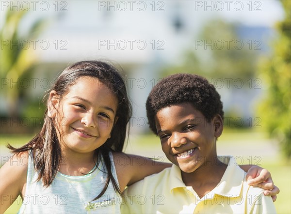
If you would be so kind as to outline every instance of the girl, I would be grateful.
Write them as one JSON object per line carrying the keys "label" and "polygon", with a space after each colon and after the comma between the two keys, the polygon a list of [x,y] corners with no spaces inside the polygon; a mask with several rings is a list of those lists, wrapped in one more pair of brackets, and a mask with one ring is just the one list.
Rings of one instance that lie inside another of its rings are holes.
{"label": "girl", "polygon": [[20,213],[120,213],[127,185],[170,166],[122,153],[131,107],[109,64],[73,64],[45,98],[40,132],[22,147],[8,145],[15,154],[1,168],[1,213],[19,195]]}

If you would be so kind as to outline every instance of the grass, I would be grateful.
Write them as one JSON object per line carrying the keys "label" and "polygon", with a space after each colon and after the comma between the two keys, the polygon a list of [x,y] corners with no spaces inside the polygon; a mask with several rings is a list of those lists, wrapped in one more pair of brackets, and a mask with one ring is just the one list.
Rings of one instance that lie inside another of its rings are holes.
{"label": "grass", "polygon": [[[1,160],[2,156],[7,155],[8,152],[5,149],[7,143],[19,146],[27,142],[32,137],[0,136]],[[231,154],[234,156],[239,155],[243,160],[243,164],[257,163],[270,171],[275,185],[280,190],[275,203],[277,213],[291,213],[290,160],[281,157],[277,145],[268,139],[265,133],[244,131],[234,133],[226,130],[217,142],[217,147],[218,154]],[[153,135],[130,136],[125,152],[167,160],[161,149],[159,138]],[[21,200],[18,198],[5,213],[17,213],[20,206]]]}

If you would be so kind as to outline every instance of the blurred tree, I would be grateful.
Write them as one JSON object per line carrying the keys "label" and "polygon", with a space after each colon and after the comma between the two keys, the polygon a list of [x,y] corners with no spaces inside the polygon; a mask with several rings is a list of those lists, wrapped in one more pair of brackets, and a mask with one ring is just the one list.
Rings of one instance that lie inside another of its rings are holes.
{"label": "blurred tree", "polygon": [[28,43],[23,42],[33,42],[42,31],[45,24],[43,19],[38,19],[29,29],[26,29],[27,32],[23,35],[19,27],[29,11],[7,10],[0,32],[1,95],[3,98],[2,100],[6,102],[8,116],[10,118],[19,116],[19,104],[23,90],[19,83],[24,76],[29,76],[37,61],[32,46],[28,47]]}
{"label": "blurred tree", "polygon": [[263,82],[268,86],[259,107],[262,123],[270,136],[280,143],[284,154],[291,157],[291,1],[281,0],[285,16],[276,26],[278,37],[273,42],[273,56],[260,62]]}
{"label": "blurred tree", "polygon": [[208,78],[240,78],[247,81],[253,77],[258,52],[250,49],[247,41],[240,38],[237,31],[240,27],[219,19],[209,22],[189,44],[182,63],[164,68],[163,76],[188,72]]}
{"label": "blurred tree", "polygon": [[250,85],[253,84],[252,82],[257,75],[256,63],[261,51],[253,46],[250,48],[250,45],[254,44],[248,43],[250,38],[246,39],[245,35],[248,36],[249,33],[249,29],[239,23],[211,20],[189,44],[182,56],[182,62],[167,65],[162,72],[163,76],[177,73],[201,75],[217,88],[228,91],[226,96],[229,103],[237,97],[241,100],[245,99],[247,104],[244,107],[238,103],[231,103],[224,108],[226,117],[243,118],[243,125],[226,120],[226,127],[253,127],[249,119],[253,113],[246,110],[250,108],[251,104],[249,100],[245,100],[247,95],[245,94],[253,95],[259,92],[258,90],[254,92],[254,88]]}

■ What the task asks
Repeat everything above from the line containing "tree, I would be grateful." down to the end of the listing, changing "outline" to "trace" and leaving the rest unchanged.

■ Written response
If you would be so kind as to trace every instance of the blurred tree, I would be grateful.
Write them as one JSON object per line carrying the keys "label" and "polygon", with a space after each colon and after the comma between the two keys, the polygon a list of [x,y] corners with no spaces inside the polygon; a mask with several rings is a list of those lists, wrapped in one more pair of brackets, and a mask with one ring is just the one list.
Rings of one instance that lie inside another of its rings are holes.
{"label": "blurred tree", "polygon": [[28,43],[23,42],[33,42],[42,31],[45,24],[43,19],[38,19],[29,29],[26,29],[27,32],[23,35],[19,27],[29,11],[7,10],[0,32],[1,95],[3,98],[2,100],[6,102],[8,116],[10,118],[19,116],[19,104],[23,90],[19,83],[24,76],[29,76],[37,61],[32,46],[28,47]]}
{"label": "blurred tree", "polygon": [[263,82],[268,86],[259,107],[262,123],[270,136],[280,143],[284,154],[291,157],[291,1],[281,0],[285,16],[276,26],[278,37],[273,42],[273,56],[260,62]]}
{"label": "blurred tree", "polygon": [[208,78],[240,78],[247,81],[253,77],[258,52],[250,49],[247,41],[240,38],[237,31],[240,27],[219,19],[209,22],[189,44],[182,63],[164,68],[163,76],[188,72]]}
{"label": "blurred tree", "polygon": [[250,85],[253,84],[252,82],[257,75],[256,63],[261,51],[253,46],[250,48],[250,45],[254,44],[248,43],[250,38],[246,39],[245,35],[248,36],[249,33],[249,29],[239,23],[211,20],[189,44],[182,56],[182,62],[167,65],[162,72],[163,76],[177,73],[201,75],[217,88],[228,91],[226,96],[229,103],[237,97],[241,100],[245,99],[247,104],[244,107],[238,103],[231,103],[224,108],[226,117],[243,118],[243,125],[226,120],[226,127],[253,127],[249,119],[253,113],[246,110],[250,108],[251,104],[249,100],[245,100],[247,95],[245,94],[253,95],[259,92],[258,90],[254,92],[254,88]]}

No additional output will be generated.